_TASK GOAL:_
Output verbatim the lines below, beginning with the line that contains "circle on sign." and continuing through the line that contains "(14, 25), (17, 54)", including both of those lines.

[Dataset rows]
- - - - -
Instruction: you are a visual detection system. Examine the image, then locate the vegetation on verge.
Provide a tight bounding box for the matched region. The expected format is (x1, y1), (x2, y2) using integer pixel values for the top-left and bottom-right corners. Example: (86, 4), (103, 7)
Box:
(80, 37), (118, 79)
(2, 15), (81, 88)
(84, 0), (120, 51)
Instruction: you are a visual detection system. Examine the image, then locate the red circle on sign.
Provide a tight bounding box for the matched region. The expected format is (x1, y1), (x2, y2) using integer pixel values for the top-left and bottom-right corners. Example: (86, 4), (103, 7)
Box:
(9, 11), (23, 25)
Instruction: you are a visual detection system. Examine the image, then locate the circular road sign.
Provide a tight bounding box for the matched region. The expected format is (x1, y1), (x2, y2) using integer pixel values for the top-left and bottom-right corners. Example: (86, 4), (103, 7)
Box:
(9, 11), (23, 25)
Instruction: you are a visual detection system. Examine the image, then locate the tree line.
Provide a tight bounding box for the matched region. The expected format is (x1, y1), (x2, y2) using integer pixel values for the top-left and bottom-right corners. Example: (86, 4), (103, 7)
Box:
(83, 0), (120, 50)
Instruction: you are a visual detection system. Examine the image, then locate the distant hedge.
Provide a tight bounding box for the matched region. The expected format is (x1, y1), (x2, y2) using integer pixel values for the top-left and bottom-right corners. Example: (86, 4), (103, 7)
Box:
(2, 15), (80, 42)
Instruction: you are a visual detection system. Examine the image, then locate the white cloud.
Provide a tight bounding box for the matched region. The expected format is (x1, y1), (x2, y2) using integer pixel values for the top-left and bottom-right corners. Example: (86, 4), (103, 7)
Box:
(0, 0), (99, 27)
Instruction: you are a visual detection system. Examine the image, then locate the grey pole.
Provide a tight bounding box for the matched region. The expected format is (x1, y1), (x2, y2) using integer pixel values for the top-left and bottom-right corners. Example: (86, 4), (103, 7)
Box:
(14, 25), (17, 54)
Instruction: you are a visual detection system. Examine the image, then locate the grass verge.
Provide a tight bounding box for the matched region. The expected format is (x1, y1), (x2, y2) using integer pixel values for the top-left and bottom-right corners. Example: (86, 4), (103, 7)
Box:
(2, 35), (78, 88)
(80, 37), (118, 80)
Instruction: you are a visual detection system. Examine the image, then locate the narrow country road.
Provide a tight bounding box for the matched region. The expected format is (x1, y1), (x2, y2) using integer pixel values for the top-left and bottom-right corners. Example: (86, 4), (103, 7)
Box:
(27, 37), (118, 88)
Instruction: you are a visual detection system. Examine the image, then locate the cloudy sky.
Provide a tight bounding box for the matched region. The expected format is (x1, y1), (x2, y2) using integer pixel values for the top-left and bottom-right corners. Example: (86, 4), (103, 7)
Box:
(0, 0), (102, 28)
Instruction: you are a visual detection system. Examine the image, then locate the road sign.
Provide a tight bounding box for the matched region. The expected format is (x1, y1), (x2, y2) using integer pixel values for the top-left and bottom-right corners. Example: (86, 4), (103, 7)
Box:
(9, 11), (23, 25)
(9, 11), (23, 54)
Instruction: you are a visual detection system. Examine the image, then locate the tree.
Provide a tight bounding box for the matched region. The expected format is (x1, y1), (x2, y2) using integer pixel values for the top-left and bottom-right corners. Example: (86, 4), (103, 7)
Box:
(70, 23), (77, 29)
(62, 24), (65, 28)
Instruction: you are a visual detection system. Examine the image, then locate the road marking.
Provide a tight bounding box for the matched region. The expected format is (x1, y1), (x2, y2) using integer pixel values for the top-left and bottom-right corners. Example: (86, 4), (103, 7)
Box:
- - - - -
_FINISHED EXERCISE:_
Instruction: you are a visual detection system. Examine the image, then locate the red circle on sign.
Provide a tight bounding box for the matched region. The expected format is (x1, y1), (x2, y2) using integer pixel values for the top-left and bottom-right corners. Example: (86, 4), (103, 7)
Box:
(9, 11), (23, 25)
Instruction: you are a visual detection system. Examine the image, then locate the circular road sign.
Provide a tight bounding box for the matched region. The expected format is (x1, y1), (x2, y2) using integer pixel values for the top-left and bottom-right corners. Example: (86, 4), (103, 7)
Box:
(9, 11), (23, 25)
Instruction: you are a visual detection system. Examine the image, then locate the tree line.
Provide a tight bounding box for the matched region. The expected format is (x1, y1), (x2, y2) using integer pixel values for the top-left and bottom-right corners. Example: (86, 4), (103, 7)
Box:
(83, 0), (120, 50)
Instruction: you are a visual detection system. Examine the image, then locate the distant hedge.
Provide a tight bounding box for the matched region. The expected format is (x1, y1), (x2, y2) using integer pixel values for the top-left and bottom-right corners. Example: (86, 4), (103, 7)
Box:
(2, 15), (80, 42)
Instruction: you are a visual detection system. Examine the image, then locate the white cloud.
Provide a tight bounding box for the matched region. The expected format is (x1, y1), (x2, y2) using integer pixel values for the top-left and bottom-right corners. Example: (86, 4), (103, 7)
Box:
(0, 0), (99, 27)
Instruction: you are a visual detection system. Examine the image, then locate the grey pole.
Provide a tight bounding box for the matched region. The expected format is (x1, y1), (x2, y2) using integer pixel values for the top-left and bottom-right corners. Example: (86, 4), (103, 7)
Box:
(14, 25), (17, 54)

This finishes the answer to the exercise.